■ ABOUT THIS TASK
Word for word, copy the entire listing.

╭─ RECORDS FOR PROCESSING

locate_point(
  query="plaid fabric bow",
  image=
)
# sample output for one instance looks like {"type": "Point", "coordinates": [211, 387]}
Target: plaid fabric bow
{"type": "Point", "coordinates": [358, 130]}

╰─

■ WRITTEN ANSWER
locate_point(
  query="plaid fabric bow",
  image=
)
# sample output for one instance looks like {"type": "Point", "coordinates": [211, 387]}
Target: plaid fabric bow
{"type": "Point", "coordinates": [358, 130]}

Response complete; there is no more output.